Provided records -
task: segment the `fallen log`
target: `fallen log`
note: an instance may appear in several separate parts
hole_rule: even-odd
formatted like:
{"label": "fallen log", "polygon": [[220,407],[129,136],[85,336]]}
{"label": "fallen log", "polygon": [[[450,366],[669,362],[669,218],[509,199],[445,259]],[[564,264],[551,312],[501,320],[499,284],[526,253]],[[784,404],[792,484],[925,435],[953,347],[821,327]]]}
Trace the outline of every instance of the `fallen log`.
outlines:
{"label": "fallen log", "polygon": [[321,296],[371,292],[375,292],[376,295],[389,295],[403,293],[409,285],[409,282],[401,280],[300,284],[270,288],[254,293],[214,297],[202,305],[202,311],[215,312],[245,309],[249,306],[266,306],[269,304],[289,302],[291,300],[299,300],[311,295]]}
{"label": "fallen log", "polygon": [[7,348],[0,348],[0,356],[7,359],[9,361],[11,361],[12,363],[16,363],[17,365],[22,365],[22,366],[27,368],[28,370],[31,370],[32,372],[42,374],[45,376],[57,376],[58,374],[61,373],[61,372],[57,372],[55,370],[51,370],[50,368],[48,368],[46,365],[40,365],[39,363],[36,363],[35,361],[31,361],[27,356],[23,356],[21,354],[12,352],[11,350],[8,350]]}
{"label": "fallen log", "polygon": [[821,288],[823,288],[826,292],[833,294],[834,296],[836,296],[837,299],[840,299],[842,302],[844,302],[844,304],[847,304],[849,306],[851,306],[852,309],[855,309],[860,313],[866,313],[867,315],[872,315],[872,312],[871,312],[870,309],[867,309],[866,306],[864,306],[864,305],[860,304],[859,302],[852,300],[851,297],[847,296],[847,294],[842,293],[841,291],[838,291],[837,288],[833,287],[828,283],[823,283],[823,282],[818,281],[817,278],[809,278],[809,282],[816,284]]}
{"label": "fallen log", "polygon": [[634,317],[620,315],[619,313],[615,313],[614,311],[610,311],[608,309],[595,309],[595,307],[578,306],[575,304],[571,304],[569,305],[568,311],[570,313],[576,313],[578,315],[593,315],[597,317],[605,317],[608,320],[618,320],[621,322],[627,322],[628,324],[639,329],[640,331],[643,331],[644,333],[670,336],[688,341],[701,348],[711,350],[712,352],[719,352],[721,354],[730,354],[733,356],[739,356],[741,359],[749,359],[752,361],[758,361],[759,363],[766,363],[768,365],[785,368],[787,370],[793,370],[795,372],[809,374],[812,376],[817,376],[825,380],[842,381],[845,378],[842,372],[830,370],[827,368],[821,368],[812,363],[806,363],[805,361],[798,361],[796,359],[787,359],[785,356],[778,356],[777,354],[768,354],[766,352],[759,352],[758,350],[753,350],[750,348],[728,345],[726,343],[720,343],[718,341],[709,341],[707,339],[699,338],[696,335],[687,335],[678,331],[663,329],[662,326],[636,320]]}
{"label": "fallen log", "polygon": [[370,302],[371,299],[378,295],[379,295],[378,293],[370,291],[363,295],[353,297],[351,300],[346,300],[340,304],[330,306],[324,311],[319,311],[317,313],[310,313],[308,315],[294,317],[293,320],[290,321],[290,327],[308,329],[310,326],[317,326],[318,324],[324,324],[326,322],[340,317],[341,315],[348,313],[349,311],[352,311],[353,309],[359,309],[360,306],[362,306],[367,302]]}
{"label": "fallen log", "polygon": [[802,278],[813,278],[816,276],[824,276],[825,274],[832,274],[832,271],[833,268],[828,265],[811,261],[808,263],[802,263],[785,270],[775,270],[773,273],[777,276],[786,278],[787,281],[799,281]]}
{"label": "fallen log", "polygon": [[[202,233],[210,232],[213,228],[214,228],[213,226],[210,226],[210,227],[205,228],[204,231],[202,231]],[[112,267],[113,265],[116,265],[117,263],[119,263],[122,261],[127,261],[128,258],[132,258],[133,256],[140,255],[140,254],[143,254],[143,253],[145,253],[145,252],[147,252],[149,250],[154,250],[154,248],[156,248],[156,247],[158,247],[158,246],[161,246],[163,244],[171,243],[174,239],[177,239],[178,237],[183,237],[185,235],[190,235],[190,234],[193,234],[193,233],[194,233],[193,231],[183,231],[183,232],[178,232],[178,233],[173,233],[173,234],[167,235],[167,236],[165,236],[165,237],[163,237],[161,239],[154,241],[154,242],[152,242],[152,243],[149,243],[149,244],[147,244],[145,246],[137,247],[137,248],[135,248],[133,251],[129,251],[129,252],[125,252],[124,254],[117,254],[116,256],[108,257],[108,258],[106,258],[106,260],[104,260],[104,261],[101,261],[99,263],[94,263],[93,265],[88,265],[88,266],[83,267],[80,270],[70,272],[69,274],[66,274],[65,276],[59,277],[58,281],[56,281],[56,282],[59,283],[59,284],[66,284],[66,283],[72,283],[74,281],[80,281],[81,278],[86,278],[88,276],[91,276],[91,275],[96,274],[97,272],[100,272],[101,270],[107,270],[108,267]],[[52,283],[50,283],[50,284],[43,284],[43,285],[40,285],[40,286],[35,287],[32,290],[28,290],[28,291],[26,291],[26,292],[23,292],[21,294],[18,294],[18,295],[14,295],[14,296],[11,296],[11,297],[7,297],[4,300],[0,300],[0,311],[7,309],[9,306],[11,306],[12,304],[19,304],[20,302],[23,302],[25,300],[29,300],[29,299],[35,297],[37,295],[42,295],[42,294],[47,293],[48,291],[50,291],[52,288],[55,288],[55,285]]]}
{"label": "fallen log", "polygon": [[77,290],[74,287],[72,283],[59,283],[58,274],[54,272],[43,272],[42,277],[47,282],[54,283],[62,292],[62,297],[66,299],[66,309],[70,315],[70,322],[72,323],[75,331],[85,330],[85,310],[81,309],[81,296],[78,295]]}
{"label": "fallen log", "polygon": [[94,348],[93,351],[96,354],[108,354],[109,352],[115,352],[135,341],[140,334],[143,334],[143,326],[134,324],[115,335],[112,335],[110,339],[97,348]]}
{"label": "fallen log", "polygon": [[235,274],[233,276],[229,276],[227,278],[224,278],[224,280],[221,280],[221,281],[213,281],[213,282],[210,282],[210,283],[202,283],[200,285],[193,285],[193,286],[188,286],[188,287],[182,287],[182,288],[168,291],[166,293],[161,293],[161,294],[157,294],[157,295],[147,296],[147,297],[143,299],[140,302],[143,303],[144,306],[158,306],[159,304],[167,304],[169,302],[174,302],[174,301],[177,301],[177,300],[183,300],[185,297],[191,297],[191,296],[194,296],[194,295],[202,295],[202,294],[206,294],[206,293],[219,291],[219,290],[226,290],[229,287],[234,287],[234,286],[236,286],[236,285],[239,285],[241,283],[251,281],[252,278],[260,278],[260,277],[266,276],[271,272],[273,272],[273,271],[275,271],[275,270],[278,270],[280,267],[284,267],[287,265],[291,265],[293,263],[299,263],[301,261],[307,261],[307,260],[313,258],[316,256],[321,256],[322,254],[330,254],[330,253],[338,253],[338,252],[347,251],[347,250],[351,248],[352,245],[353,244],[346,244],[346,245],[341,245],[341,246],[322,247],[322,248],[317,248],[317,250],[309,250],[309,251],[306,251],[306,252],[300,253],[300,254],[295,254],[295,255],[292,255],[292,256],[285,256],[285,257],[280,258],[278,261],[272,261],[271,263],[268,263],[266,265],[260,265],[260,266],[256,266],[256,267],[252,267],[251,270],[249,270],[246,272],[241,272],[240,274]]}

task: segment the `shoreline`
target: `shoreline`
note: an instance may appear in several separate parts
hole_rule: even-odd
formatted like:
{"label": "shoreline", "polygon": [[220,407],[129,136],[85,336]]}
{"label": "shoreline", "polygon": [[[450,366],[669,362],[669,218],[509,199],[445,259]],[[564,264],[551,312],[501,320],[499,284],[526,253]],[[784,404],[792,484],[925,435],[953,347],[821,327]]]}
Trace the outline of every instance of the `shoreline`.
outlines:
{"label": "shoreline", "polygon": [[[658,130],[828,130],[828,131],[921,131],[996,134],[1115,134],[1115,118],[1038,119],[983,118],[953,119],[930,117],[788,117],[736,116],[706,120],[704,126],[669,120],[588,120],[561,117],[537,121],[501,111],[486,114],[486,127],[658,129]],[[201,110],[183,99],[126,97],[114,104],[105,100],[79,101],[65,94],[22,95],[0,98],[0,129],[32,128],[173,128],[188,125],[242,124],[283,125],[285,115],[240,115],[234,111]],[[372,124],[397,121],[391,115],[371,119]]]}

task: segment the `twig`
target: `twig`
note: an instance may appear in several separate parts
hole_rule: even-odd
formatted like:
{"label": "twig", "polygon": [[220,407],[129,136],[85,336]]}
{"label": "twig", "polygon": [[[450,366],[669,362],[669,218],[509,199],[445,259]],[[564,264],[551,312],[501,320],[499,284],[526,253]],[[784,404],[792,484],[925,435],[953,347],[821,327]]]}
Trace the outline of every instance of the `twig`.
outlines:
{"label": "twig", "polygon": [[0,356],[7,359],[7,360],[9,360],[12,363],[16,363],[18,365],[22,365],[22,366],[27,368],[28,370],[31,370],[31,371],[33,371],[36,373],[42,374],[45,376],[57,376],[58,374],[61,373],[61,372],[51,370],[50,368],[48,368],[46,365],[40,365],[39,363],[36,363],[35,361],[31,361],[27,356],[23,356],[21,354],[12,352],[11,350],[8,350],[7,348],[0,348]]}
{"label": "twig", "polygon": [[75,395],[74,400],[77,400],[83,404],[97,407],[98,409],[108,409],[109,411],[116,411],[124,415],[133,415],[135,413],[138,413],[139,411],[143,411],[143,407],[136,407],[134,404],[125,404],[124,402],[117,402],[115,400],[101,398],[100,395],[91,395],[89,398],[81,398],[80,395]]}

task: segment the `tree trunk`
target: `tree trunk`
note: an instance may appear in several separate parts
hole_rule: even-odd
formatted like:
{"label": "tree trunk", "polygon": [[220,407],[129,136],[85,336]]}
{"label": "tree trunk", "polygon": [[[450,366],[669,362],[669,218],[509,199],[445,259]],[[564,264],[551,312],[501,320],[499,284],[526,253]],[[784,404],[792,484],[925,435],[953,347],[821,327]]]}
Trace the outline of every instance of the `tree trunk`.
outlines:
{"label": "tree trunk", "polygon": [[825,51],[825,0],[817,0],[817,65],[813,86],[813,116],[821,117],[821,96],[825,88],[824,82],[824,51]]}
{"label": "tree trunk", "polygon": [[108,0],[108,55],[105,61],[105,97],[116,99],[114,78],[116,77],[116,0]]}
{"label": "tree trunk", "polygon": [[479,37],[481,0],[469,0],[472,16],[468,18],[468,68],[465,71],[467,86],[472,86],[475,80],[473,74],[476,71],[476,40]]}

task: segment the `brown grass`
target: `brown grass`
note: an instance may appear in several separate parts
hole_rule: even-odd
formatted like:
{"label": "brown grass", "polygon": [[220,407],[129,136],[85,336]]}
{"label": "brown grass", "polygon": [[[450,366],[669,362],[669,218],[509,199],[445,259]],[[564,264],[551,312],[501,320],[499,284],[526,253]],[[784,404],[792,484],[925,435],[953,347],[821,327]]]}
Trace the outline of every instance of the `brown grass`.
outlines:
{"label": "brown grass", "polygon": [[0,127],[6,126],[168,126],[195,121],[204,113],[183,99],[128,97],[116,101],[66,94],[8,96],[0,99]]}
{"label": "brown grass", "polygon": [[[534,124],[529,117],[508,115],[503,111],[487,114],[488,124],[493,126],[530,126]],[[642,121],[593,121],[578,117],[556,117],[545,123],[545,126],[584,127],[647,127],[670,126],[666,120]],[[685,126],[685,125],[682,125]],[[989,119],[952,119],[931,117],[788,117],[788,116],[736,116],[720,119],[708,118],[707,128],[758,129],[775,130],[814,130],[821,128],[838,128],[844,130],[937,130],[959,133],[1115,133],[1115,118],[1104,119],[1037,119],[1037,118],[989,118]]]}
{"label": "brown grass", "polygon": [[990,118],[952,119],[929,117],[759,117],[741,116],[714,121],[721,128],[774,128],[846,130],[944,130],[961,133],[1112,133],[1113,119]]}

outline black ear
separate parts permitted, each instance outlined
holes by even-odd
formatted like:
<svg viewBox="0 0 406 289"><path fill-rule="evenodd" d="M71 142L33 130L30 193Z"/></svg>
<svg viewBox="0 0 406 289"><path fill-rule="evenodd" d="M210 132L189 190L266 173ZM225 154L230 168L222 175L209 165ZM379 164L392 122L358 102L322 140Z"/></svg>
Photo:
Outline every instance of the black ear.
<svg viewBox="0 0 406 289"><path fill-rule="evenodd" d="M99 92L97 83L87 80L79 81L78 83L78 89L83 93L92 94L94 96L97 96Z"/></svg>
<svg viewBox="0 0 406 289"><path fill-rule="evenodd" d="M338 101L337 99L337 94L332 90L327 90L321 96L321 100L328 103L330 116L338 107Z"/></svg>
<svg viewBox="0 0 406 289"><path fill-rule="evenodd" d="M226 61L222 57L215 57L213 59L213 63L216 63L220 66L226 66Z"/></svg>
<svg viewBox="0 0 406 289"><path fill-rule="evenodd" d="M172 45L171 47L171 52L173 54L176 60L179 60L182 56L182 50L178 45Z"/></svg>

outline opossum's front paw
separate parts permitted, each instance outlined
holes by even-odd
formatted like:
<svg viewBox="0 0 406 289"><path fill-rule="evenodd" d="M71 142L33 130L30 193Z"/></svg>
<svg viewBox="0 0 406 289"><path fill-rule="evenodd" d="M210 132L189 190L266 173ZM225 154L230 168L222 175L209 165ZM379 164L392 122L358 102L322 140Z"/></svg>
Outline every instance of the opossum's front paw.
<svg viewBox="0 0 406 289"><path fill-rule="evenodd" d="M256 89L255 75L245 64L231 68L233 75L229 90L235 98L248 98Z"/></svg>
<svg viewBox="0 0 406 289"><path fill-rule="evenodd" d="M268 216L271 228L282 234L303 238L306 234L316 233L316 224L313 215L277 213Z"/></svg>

Aim -
Please copy the rows from the line containing "outline opossum's front paw" through the last row, replacing "front paw" with "forepaw" and leaving everything else unchanged. Give only those lines.

Solved problem -
outline opossum's forepaw
separate parts permitted, each instance outlined
holes by even-odd
formatted like:
<svg viewBox="0 0 406 289"><path fill-rule="evenodd" d="M71 142L33 130L30 193Z"/></svg>
<svg viewBox="0 0 406 289"><path fill-rule="evenodd" d="M210 132L189 190L266 173ZM225 154L230 168L222 175L209 165ZM379 164L392 122L358 102L322 140Z"/></svg>
Outline every instance of the opossum's forepaw.
<svg viewBox="0 0 406 289"><path fill-rule="evenodd" d="M256 89L255 75L245 64L231 68L233 75L229 90L235 98L248 98Z"/></svg>
<svg viewBox="0 0 406 289"><path fill-rule="evenodd" d="M268 216L271 228L282 234L303 238L306 234L316 233L316 224L313 215L277 213Z"/></svg>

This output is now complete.